__Dataset records__.
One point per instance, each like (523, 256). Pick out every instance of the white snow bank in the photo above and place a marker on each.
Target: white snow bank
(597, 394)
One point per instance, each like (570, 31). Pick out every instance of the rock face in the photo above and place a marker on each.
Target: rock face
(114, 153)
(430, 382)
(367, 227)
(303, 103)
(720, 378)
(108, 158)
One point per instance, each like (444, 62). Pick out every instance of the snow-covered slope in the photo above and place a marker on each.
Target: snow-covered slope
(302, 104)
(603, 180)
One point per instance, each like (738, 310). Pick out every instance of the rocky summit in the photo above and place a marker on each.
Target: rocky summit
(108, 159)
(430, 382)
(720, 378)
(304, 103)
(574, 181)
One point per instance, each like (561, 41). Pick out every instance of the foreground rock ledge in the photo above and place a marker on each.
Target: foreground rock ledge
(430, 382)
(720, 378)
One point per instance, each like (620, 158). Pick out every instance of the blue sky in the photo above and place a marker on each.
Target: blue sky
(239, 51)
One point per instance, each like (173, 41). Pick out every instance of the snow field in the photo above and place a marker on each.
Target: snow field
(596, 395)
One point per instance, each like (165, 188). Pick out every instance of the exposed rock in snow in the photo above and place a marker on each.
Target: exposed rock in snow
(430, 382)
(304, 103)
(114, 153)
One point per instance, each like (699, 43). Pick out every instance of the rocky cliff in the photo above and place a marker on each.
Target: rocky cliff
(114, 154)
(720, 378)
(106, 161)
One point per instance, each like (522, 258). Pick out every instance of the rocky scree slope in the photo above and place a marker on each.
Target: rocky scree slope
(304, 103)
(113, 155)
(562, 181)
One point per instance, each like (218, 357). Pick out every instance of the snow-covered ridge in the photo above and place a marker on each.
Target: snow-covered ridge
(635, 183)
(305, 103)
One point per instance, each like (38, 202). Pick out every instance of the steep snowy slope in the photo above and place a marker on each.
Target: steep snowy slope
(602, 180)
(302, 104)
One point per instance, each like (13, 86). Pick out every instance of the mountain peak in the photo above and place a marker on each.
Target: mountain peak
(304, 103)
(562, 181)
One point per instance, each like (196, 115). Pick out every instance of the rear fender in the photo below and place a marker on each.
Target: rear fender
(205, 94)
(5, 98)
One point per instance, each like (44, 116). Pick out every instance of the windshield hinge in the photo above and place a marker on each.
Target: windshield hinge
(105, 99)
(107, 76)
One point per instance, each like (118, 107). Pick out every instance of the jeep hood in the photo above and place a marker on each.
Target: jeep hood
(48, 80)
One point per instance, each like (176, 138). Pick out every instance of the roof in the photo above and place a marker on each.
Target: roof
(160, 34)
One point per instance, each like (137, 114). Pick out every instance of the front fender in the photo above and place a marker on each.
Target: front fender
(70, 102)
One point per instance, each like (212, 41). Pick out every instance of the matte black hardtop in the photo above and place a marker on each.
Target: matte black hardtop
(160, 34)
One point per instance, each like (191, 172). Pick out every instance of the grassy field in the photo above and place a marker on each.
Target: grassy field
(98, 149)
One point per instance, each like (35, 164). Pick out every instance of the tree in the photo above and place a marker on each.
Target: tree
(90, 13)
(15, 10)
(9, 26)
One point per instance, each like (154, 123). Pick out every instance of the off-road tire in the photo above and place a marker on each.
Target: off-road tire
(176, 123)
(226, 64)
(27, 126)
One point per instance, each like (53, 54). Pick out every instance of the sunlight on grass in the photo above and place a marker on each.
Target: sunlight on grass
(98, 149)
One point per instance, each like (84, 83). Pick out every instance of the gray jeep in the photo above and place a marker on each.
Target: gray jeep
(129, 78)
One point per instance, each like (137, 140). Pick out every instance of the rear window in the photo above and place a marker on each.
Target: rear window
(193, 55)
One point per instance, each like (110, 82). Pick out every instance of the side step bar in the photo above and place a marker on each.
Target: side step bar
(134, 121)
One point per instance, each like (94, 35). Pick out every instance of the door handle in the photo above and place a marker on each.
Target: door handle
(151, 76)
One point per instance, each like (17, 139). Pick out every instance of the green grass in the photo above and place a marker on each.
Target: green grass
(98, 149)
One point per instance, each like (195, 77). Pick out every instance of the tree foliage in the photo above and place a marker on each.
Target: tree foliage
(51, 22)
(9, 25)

__Action item__. Type out the entries once more, precisely.

__Your response__.
One point per instance, each like (523, 256). Pick out every instance of the white snow bank in the photo above and place a marker on each.
Target: white snow bank
(597, 394)
One point per instance, each like (570, 31). Pick out every instance of the rock face in the photo above and place a marker on each.
Target: rock face
(114, 153)
(430, 382)
(367, 227)
(303, 103)
(720, 378)
(108, 158)
One point per instance, each like (444, 62). Pick out every instance of the snow-covered slope in the photo above and place a marker on each.
Target: snow-covered slope
(302, 104)
(603, 180)
One point per instance, each like (738, 310). Pick out every instance of the rocky summit in the photo above and place a marker on each.
Target: rocky summit
(108, 159)
(430, 382)
(720, 378)
(304, 103)
(574, 181)
One point per instance, each like (561, 41). Pick out every instance of the foreground rock ledge in the photo above and place a marker on each.
Target: foreground rock ledge
(430, 382)
(720, 378)
One point per instance, each like (620, 158). Pick out every instance of the blue sky in the photo above and place a marker on each.
Target: blue sky
(239, 51)
One point per instance, each like (173, 41). Pick out every instance of the snow field in the photo above and place a marker on each.
Target: snow field
(596, 395)
One point per instance, each like (165, 188). Pick out every instance of the exposed rock in snow in the photo above and place a marker on each.
Target: exposed rock in snow
(430, 382)
(304, 103)
(114, 153)
One point per instance, each like (699, 43). Pick out every instance of the rocky cliff in the photo above and place a marker on each.
Target: rocky cliff
(114, 154)
(720, 378)
(106, 161)
One point per instance, each like (522, 258). Pick out every instance of the rocky scree slope in the photo above and place a marker on each.
Target: rocky scree slope
(304, 103)
(113, 155)
(562, 181)
One point per instance, each like (218, 357). Pick out every instance of the snow-covered ridge in the photo above and place a marker on each.
Target: snow-covered ridge
(635, 183)
(305, 103)
One point per instance, each like (38, 202). Pick out every instance of the steep snowy slope in the photo above and place a marker on each.
Target: steep snowy slope
(602, 180)
(302, 104)
One point per instance, each like (13, 86). Pick out every instance of the mountain peak in the photo above and place a marker on each.
Target: mountain peak
(304, 103)
(562, 181)
One point per instance, each like (196, 115). Pick out every instance of the rear fender in the photo below and place a marker on each.
Target: rear fender
(205, 94)
(5, 98)
One point per instance, each like (44, 116). Pick out every instance of the windshield hinge in the photo above and place a marker on each.
Target: windshield hinge
(105, 99)
(107, 76)
One point per instance, each like (118, 107). Pick out every instance of the jeep hood in the photo above and place a marker on each.
Target: jeep hood
(48, 80)
One point per instance, each like (176, 138). Pick out every instance of the roof in the photo above and place a marker on each.
Target: roof
(160, 34)
One point per instance, each like (137, 114). Pick out every instance of the front fender in the photo above and place a marker on each.
Target: front fender
(70, 102)
One point per instance, each like (212, 41). Pick out every instance of the matte black hardtop in the photo above and place a marker on each.
Target: matte black hardtop
(160, 34)
One point per instance, each like (191, 172). Pick out every instance of the grassy field in the photo above and place a marker on each.
Target: grassy field
(98, 149)
One point per instance, each like (35, 164). Pick out every instance of the tree in the photo above and place a marker on each.
Target: tree
(90, 13)
(15, 10)
(9, 26)
One point per instance, each like (154, 123). Pick out every instance of the off-road tire in the photo above and place a marker on each.
Target: off-road tire
(176, 123)
(226, 64)
(27, 126)
One point per instance, each like (53, 54). Pick out every instance of the sunlight on grass in the photo above and place a marker on each.
Target: sunlight on grass
(98, 149)
One point per instance, each like (84, 83). Pick out every instance of the gray jeep in the photo above and place a marker on each.
Target: gray jeep
(129, 78)
One point per instance, each like (137, 140). Pick out every instance of the rear window in the photo above and place a marker on each.
Target: rear window
(193, 55)
One point per instance, each like (110, 82). Pick out every instance of the side step bar in the photo above and place a marker on each.
Target: side step bar
(134, 121)
One point per instance, each like (94, 35). Pick out every instance of the door handle in the photo above and place a marker on each.
Target: door handle
(151, 76)
One point per instance, each like (17, 139). Pick out every instance of the green grass in the photo above and place a marker on each.
Target: green grass
(98, 149)
One point per instance, each like (195, 77). Pick out every instance of the tree foliage in the photo above and place a marker on each.
Target: tree foliage
(51, 22)
(9, 25)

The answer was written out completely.